» **What needs to be done**
Check every line of the entries below for "straight", and copy the lines that have it.

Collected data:
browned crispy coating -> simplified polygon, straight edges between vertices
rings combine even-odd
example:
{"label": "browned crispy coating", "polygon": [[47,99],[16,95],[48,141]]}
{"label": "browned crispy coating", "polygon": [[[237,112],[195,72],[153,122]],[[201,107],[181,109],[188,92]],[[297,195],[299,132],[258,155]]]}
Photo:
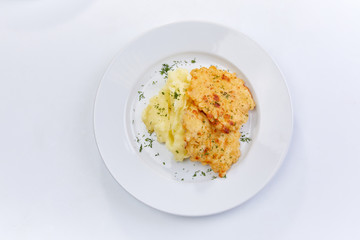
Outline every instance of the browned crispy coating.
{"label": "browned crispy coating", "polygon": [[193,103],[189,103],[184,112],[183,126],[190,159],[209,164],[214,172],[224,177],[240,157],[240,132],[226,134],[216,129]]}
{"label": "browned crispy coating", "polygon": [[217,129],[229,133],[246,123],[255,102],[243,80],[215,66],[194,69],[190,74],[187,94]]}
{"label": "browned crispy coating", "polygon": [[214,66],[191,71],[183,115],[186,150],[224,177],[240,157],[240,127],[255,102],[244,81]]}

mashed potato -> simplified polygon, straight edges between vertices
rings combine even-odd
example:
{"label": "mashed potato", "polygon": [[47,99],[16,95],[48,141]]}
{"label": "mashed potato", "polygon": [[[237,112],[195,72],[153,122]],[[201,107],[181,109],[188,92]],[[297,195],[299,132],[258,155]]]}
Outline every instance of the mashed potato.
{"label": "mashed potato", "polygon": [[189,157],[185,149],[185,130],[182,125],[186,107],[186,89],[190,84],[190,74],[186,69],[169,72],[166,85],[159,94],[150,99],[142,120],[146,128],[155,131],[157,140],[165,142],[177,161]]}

--

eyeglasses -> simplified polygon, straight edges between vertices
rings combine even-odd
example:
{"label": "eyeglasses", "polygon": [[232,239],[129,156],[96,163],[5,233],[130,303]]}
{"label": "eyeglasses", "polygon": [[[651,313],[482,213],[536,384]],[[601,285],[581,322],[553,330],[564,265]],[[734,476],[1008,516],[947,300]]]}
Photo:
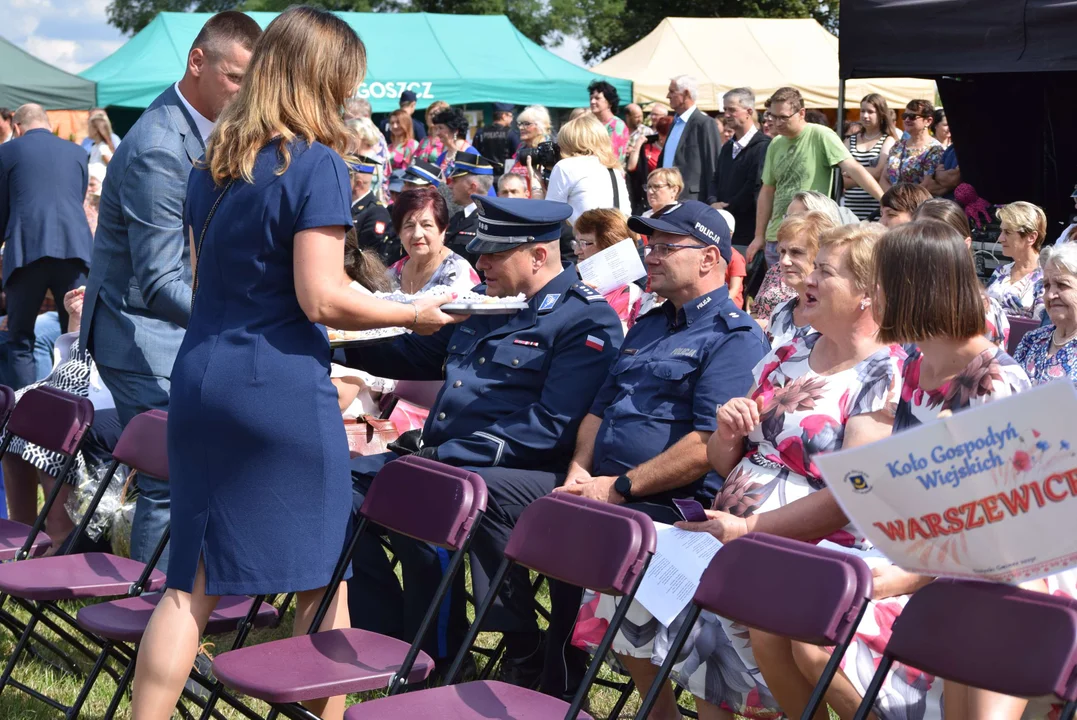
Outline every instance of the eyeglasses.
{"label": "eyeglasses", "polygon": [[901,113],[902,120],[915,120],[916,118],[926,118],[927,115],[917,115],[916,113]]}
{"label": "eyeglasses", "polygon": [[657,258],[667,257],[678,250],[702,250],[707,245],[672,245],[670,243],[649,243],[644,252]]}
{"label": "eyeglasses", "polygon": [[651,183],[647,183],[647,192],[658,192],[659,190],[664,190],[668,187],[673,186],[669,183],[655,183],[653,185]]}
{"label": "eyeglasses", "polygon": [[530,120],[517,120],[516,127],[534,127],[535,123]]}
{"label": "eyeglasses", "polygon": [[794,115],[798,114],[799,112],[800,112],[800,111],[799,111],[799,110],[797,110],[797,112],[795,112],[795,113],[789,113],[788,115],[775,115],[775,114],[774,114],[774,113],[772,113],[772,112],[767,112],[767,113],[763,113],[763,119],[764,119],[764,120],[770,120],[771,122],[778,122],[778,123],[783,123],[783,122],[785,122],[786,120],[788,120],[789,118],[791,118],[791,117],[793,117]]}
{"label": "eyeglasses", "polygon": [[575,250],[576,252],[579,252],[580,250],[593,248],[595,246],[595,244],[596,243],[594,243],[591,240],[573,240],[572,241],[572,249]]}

---

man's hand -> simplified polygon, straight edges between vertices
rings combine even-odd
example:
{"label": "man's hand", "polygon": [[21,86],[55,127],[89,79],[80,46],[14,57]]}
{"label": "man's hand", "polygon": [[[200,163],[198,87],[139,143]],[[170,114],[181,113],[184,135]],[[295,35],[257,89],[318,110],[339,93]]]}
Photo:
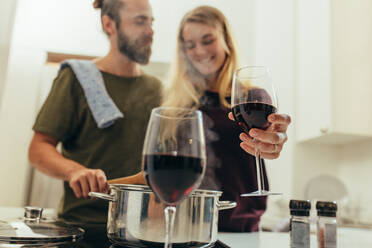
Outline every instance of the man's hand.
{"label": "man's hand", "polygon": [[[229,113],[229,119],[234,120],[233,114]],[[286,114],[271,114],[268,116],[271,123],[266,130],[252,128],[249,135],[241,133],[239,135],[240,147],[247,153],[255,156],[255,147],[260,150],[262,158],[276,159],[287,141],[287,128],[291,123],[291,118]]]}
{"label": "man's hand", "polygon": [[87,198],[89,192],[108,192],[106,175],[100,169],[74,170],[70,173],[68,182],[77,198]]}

» **Answer section**
browned crispy coating -> simplified polygon, straight edges between vertices
mashed potato -> simplified polygon, straight edges between vertices
eyeglasses -> simplified polygon, straight edges between vertices
man's hand -> simplified polygon, straight edges between vertices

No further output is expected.